--- start of EXTRACT PROVIDED ---
Eoghan Stokes (born 17 May 1996) is an Irish professional footballer who last played as an attacking midfielder for Scottish League One side Dumbarton. He has previously played for Leeds United, Bohemians, Derry City, Cork City, Airdrieonians and is also a former Republic of Ireland U19 international. He can also play as a forward.

Career

Leeds United
After being spotted playing for St Kevins Boys in Ireland, Stokes was signed by Leeds United in 2012, where he graduated through their academy, he was given his Leeds United first team debut on 22 August 2017, when he started for Leeds in a 5–1 League Cup victory against Newport County.

On 1 February 2018, Leeds announced they had terminated the contract of Stokes by mutual consent. On 2 February 2018, Leeds Head Coach Thomas Christiansen revealed that he felt Stokes would be set to join a League 1 or League 2 level club after his release.

Bohemians
Stokes joined League of Ireland Premier Division side Bohemians on 15 February 2018. He appeared the next day against Shamrock Rovers as Bohs won 3–1 on the opening night of the 2018 season, but was on the bench. On 24 February 2018, Stokes scored his first goal for Bohemians in a 1-1 draw against Limerick. Over the season, Stokes played 39 games in all competitions for Bohs, scoring 8 goals including one away to Shamrock Rovers in the Dublin Derby.
--- end of EXTRACT PROVIDED ---
--- start of ENTRIES PROVIDED ---
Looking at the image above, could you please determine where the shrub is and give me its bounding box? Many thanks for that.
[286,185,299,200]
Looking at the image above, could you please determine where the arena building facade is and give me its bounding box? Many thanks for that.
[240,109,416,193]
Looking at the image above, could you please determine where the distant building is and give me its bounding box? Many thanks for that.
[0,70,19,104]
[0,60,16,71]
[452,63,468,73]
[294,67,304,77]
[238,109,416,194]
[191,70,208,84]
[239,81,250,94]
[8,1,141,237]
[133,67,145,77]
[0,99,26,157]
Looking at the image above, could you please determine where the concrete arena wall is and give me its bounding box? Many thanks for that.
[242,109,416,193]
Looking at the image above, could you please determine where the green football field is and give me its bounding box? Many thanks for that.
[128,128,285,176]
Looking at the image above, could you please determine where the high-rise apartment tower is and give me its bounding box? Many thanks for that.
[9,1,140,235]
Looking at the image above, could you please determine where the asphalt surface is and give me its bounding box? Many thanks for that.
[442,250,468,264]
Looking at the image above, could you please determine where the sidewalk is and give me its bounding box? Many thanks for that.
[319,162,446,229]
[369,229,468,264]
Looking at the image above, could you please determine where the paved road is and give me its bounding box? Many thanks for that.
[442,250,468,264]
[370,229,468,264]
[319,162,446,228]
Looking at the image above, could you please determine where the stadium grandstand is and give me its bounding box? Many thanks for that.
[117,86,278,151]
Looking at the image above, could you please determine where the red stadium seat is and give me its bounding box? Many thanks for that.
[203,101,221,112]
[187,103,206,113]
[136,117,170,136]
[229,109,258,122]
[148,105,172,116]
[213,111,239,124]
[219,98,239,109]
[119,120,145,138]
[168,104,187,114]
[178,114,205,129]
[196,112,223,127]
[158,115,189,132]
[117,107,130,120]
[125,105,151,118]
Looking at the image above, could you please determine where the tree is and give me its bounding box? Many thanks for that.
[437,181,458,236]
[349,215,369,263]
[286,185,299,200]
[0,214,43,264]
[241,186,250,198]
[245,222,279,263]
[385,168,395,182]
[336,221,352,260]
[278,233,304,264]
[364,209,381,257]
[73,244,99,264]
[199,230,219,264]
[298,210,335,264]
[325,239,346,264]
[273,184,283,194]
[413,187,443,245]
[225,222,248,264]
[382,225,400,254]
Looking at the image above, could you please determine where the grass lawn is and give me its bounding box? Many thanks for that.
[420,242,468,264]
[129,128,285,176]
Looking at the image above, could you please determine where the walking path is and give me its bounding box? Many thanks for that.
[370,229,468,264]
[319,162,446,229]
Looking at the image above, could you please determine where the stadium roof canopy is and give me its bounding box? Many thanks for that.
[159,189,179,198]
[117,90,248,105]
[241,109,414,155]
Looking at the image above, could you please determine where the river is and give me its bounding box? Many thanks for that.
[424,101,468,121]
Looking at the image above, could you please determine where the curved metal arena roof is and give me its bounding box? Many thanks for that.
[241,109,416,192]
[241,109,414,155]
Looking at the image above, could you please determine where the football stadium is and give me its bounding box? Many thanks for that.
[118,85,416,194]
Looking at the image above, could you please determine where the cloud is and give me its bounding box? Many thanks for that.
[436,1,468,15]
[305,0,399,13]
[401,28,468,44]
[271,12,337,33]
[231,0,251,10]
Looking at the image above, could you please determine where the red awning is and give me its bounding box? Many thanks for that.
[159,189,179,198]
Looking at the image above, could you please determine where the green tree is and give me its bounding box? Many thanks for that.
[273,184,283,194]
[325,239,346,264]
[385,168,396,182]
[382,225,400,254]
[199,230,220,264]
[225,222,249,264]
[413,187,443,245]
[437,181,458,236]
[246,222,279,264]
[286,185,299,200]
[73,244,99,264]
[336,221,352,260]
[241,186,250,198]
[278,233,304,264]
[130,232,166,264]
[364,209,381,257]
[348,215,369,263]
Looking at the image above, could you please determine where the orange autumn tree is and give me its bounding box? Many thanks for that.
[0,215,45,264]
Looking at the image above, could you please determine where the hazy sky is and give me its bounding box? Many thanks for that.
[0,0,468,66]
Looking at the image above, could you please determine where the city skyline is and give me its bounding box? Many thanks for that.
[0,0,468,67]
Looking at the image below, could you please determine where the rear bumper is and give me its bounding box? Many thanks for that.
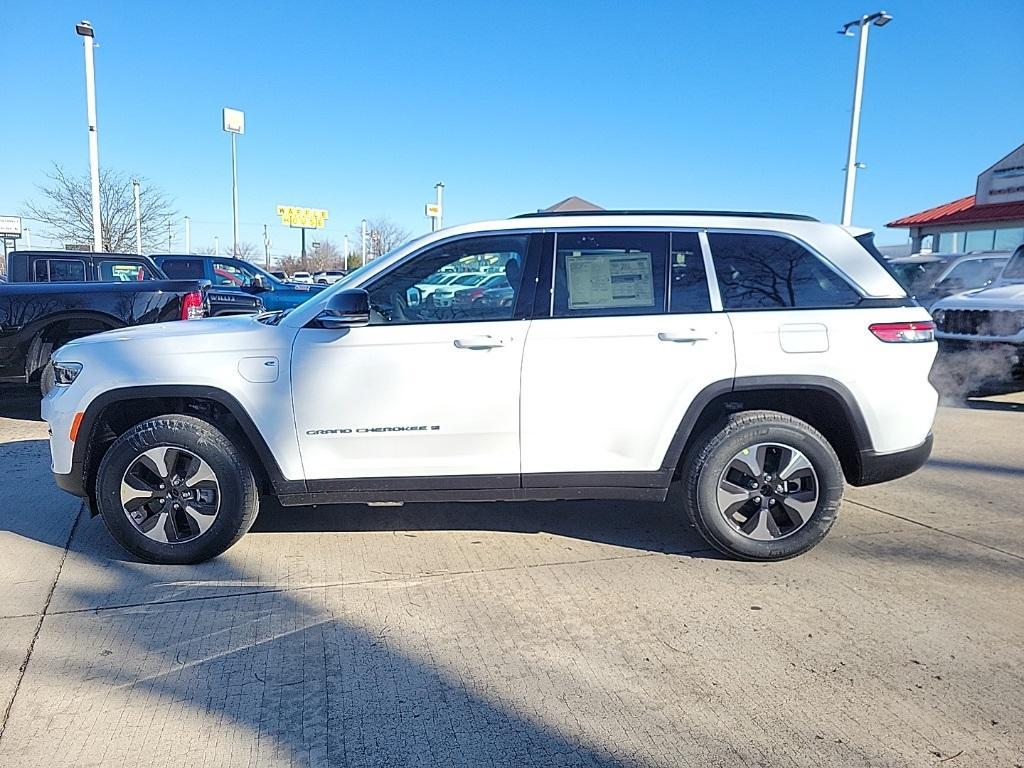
[849,432,935,485]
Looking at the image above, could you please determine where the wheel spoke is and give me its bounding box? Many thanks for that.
[121,474,160,505]
[778,449,811,480]
[782,490,818,526]
[138,512,170,544]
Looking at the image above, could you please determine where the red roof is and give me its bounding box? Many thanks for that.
[886,195,1024,227]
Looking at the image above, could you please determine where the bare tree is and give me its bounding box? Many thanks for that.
[23,163,177,252]
[355,216,410,261]
[279,240,345,274]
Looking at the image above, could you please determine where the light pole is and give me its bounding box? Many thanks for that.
[434,181,444,229]
[359,219,367,266]
[131,178,142,256]
[75,20,103,251]
[839,10,893,226]
[223,106,246,256]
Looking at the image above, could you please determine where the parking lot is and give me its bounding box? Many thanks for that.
[0,390,1024,768]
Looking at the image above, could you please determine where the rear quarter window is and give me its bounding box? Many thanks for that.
[709,232,860,310]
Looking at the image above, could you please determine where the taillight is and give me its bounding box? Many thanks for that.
[181,291,206,319]
[867,321,935,344]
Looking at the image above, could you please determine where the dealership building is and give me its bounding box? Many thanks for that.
[886,144,1024,253]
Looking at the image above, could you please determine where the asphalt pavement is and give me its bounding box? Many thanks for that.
[0,390,1024,768]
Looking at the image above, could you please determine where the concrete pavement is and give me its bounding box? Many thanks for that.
[0,397,1024,768]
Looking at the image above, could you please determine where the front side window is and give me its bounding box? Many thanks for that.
[552,231,669,317]
[669,232,711,313]
[709,232,860,310]
[938,259,1007,289]
[36,259,85,283]
[368,234,529,326]
[213,261,253,288]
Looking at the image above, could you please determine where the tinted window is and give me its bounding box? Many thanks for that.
[36,259,85,283]
[161,259,206,280]
[554,232,669,317]
[709,232,860,309]
[669,232,711,312]
[369,234,529,325]
[938,259,1007,289]
[96,260,153,283]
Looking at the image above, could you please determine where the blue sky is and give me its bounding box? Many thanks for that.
[0,0,1024,253]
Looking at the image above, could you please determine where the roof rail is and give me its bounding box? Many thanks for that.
[512,210,818,221]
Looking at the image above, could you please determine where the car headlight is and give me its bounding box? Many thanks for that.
[53,361,82,387]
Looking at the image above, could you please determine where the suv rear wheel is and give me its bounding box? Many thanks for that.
[683,411,843,560]
[96,415,259,564]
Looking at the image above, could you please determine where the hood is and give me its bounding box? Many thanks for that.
[932,283,1024,309]
[58,314,276,360]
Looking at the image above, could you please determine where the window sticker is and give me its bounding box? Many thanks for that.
[565,251,654,309]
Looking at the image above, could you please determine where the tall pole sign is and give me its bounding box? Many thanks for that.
[223,106,246,256]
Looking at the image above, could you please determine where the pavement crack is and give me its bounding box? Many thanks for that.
[0,502,85,740]
[36,549,711,618]
[847,500,1024,560]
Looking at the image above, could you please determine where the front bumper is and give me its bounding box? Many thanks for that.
[850,432,935,485]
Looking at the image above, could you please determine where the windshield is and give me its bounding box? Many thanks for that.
[1000,246,1024,283]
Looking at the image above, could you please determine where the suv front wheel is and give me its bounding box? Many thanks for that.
[683,411,843,560]
[96,415,259,564]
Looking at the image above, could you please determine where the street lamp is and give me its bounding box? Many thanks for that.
[131,178,142,256]
[839,10,893,226]
[75,20,103,251]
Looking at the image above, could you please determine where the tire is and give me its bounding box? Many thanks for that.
[682,411,843,561]
[96,415,259,564]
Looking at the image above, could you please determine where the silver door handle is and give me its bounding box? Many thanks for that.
[455,336,505,349]
[657,331,709,344]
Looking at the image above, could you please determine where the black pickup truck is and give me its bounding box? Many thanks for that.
[0,251,221,383]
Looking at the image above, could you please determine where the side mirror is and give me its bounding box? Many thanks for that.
[315,288,370,331]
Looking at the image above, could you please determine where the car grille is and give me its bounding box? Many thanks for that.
[939,309,1024,336]
[39,360,54,397]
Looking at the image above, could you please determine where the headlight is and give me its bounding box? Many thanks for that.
[53,361,82,387]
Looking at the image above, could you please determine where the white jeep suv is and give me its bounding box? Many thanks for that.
[43,212,937,563]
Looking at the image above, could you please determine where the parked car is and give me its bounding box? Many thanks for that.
[313,269,347,286]
[153,254,323,310]
[889,251,1010,307]
[42,211,937,563]
[8,251,263,317]
[932,245,1024,384]
[431,272,505,306]
[0,251,209,384]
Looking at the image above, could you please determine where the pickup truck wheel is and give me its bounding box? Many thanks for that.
[96,415,259,564]
[683,411,843,560]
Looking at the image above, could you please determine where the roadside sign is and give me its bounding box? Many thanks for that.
[0,216,22,238]
[278,206,328,229]
[224,106,246,134]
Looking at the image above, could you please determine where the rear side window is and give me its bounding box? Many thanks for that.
[36,259,85,283]
[669,232,711,313]
[161,259,204,280]
[96,260,153,283]
[553,232,669,317]
[709,232,860,310]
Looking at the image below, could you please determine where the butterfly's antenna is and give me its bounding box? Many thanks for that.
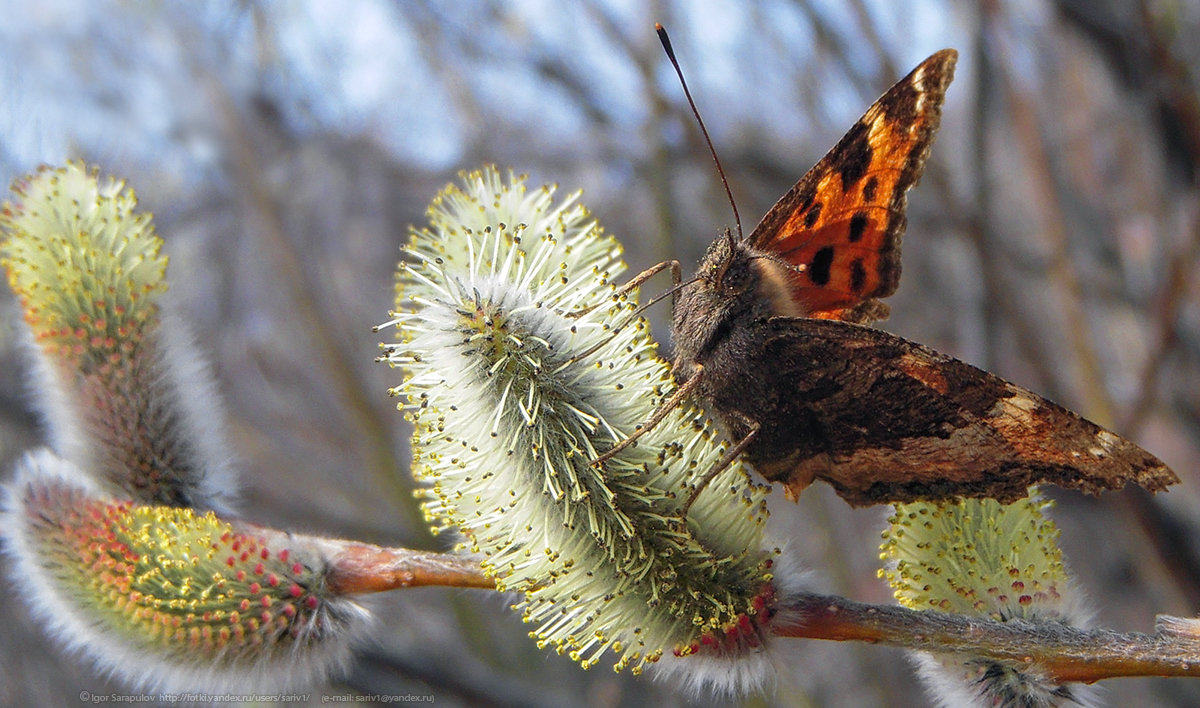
[554,276,701,372]
[654,23,742,240]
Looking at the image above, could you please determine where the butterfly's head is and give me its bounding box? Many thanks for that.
[672,232,776,379]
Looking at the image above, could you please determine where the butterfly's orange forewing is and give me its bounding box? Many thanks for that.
[750,49,958,322]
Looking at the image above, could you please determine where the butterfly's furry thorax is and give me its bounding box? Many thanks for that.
[672,232,805,384]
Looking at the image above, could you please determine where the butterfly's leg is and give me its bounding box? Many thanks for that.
[680,412,762,518]
[589,364,703,464]
[563,260,683,319]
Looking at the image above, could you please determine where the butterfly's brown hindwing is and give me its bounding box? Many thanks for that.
[749,49,958,322]
[702,318,1178,506]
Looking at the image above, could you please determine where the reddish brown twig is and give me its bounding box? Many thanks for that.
[778,594,1200,683]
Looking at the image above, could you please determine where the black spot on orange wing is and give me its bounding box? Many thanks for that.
[808,246,833,286]
[804,202,821,228]
[850,258,866,293]
[850,211,870,244]
[833,122,874,192]
[749,49,958,322]
[863,178,880,203]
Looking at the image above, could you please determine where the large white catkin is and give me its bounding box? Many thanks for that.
[389,168,806,691]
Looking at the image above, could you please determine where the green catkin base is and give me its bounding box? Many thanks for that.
[880,494,1092,708]
[389,168,772,672]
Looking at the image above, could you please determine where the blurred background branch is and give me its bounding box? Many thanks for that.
[0,0,1200,706]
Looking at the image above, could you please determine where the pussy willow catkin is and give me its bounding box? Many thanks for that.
[386,168,796,696]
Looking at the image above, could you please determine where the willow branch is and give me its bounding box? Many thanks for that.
[776,594,1200,683]
[234,521,496,595]
[235,522,1200,683]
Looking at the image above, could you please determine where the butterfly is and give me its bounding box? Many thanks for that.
[609,41,1178,509]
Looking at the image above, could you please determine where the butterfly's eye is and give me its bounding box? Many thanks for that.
[715,257,750,292]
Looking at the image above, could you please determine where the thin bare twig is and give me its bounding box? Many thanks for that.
[776,594,1200,683]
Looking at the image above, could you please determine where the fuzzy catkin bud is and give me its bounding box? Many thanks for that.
[0,162,232,510]
[2,450,367,694]
[388,168,775,690]
[880,493,1092,708]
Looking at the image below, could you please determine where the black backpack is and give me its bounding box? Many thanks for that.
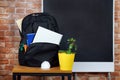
[18,13,59,67]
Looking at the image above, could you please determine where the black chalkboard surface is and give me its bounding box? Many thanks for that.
[43,0,114,71]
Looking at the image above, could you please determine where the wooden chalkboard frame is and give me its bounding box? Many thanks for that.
[42,0,114,72]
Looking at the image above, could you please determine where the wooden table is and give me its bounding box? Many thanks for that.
[12,65,72,80]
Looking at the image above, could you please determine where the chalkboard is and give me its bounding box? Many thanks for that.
[43,0,114,72]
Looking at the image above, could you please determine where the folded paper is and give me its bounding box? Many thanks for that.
[33,26,63,45]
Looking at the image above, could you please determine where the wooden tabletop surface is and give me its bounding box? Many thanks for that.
[12,65,72,73]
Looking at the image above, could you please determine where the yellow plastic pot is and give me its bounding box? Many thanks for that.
[58,53,75,70]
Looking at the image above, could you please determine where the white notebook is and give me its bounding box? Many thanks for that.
[33,26,63,45]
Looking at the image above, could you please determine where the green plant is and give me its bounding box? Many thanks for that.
[59,38,77,54]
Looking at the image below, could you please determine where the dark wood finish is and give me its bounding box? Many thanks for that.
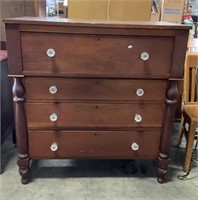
[0,50,16,173]
[21,32,174,77]
[13,78,30,184]
[5,18,189,183]
[26,102,164,129]
[28,131,160,159]
[158,81,178,183]
[24,77,167,102]
[170,30,189,79]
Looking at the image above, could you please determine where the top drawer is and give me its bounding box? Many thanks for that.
[21,32,174,78]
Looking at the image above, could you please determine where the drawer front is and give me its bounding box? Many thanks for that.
[28,131,160,159]
[25,78,167,101]
[26,103,164,130]
[21,32,174,77]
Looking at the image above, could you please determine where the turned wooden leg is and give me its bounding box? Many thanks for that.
[13,77,30,184]
[157,80,178,183]
[17,154,30,184]
[177,115,185,145]
[183,122,197,172]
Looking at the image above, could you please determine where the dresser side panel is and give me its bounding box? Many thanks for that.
[6,24,22,75]
[170,30,189,79]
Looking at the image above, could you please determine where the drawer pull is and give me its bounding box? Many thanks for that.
[50,143,58,151]
[50,113,58,122]
[128,44,133,49]
[47,49,56,58]
[134,114,142,122]
[141,52,149,61]
[136,88,144,97]
[49,85,57,94]
[131,142,139,151]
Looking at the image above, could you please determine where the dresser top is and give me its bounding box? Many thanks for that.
[3,17,191,30]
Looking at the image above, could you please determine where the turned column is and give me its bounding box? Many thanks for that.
[157,80,178,183]
[12,77,30,184]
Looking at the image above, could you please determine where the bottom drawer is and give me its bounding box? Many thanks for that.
[29,131,160,159]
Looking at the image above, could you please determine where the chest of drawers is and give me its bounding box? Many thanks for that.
[5,18,189,184]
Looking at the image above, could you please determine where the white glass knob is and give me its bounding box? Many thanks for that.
[141,52,149,61]
[136,88,144,97]
[134,114,142,122]
[49,85,57,94]
[47,49,56,58]
[50,143,58,151]
[131,142,139,151]
[50,113,58,122]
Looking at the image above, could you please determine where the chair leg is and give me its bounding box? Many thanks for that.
[177,115,185,145]
[183,122,197,172]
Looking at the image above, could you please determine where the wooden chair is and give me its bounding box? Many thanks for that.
[178,52,198,172]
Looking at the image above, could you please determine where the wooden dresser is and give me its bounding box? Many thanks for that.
[4,18,189,184]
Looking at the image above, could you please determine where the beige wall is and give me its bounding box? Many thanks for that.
[0,0,35,41]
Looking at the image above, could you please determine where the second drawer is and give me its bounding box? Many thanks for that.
[26,102,164,130]
[24,77,167,101]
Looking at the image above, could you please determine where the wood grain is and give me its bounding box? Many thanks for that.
[26,102,164,130]
[29,131,160,159]
[24,77,167,102]
[21,33,174,77]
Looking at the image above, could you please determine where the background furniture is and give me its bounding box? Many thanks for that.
[5,18,189,184]
[178,52,198,172]
[0,47,16,173]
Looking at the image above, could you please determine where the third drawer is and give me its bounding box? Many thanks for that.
[26,102,164,130]
[28,130,160,159]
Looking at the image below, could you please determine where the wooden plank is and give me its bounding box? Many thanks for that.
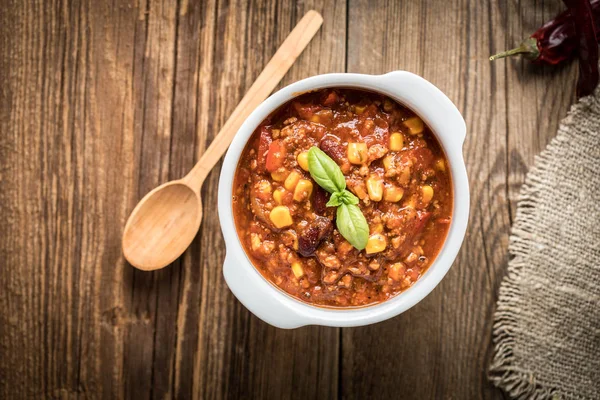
[0,0,576,399]
[341,0,573,399]
[185,1,346,398]
[495,1,578,217]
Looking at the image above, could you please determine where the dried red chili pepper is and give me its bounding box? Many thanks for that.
[490,0,600,65]
[563,0,600,97]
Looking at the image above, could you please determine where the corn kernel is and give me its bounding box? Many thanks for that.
[348,143,369,164]
[383,154,394,171]
[269,206,294,229]
[390,132,404,151]
[403,117,425,135]
[258,180,271,194]
[367,176,383,201]
[421,185,433,204]
[435,158,446,172]
[294,179,312,202]
[273,187,285,204]
[371,222,383,233]
[271,169,288,182]
[388,263,406,281]
[296,151,308,171]
[292,262,304,279]
[365,233,387,254]
[283,171,301,191]
[250,233,260,251]
[383,185,404,203]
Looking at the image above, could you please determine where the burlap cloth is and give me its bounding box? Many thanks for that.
[490,92,600,399]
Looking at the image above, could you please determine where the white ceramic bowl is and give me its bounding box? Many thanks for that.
[219,71,469,328]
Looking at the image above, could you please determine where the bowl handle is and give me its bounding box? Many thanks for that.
[379,71,467,148]
[223,252,311,329]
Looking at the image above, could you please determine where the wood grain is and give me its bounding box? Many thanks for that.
[0,0,577,399]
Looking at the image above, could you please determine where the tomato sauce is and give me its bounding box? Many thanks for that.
[233,89,453,307]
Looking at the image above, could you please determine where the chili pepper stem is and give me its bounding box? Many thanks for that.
[490,38,540,61]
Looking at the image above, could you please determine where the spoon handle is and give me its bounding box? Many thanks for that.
[183,10,323,191]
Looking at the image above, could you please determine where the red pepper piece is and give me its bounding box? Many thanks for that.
[490,0,600,65]
[319,135,346,164]
[563,0,600,97]
[265,140,285,172]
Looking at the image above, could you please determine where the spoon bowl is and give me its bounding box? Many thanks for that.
[123,180,202,271]
[123,10,323,271]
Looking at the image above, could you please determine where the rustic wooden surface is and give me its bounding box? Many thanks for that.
[0,0,577,399]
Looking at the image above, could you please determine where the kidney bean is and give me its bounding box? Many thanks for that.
[312,185,329,216]
[298,217,333,257]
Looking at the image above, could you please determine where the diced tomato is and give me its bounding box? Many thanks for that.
[265,140,285,172]
[256,126,273,173]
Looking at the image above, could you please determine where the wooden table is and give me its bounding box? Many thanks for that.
[0,0,577,399]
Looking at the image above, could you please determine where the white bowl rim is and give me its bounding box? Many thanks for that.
--- end of ENTRIES PROVIDED ---
### WRITTEN INSTRUCTION 1
Copy out the passage of the Eoghan Stokes biography from "Eoghan Stokes (born" to "against Newport County.".
### WRITTEN INSTRUCTION 2
In the entries from the line with "where the silver" to the line with "[43,212,937,563]", replace "side mirror" with "wing mirror" and leave everything else unchanged. Give only those lines.
The text and the entries come from unrelated sources.

### FULL SOLUTION 1
Eoghan Stokes (born 17 May 1996) is an Irish professional footballer who last played as an attacking midfielder for Scottish League One side Dumbarton. He has previously played for Leeds United, Bohemians, Derry City, Cork City, Airdrieonians and is also a former Republic of Ireland U19 international. He can also play as a forward.

Career

Leeds United
After being spotted playing for St Kevins Boys in Ireland, Stokes was signed by Leeds United in 2012, where he graduated through their academy, he was given his Leeds United first team debut on 22 August 2017, when he started for Leeds in a 5–1 League Cup victory against Newport County.

### FULL SOLUTION 2
Looking at the image above, could you please determine where the silver door handle is and give me its bounding box? Many thanks for that.
[455,336,505,349]
[657,331,709,344]
Looking at the image above, could you please determine where the black pickup truck is and give me its bounding box? Many thanks for that.
[0,251,221,383]
Looking at the image above, could you please determine where the wing mirror is and give me its bounding box? Many thanks for that.
[315,288,370,331]
Looking at the image above, could you please determine where the car grille is and give me its bounding box? Many thanks for that.
[939,309,1024,336]
[39,360,54,397]
Looking at the image above, could you please determine where the headlight is and give me its bounding box? Many thanks for that.
[53,361,82,387]
Looking at the image above, could you please determine where the white jeep suv is and give me its bounding box? Many thanks for that.
[43,212,937,563]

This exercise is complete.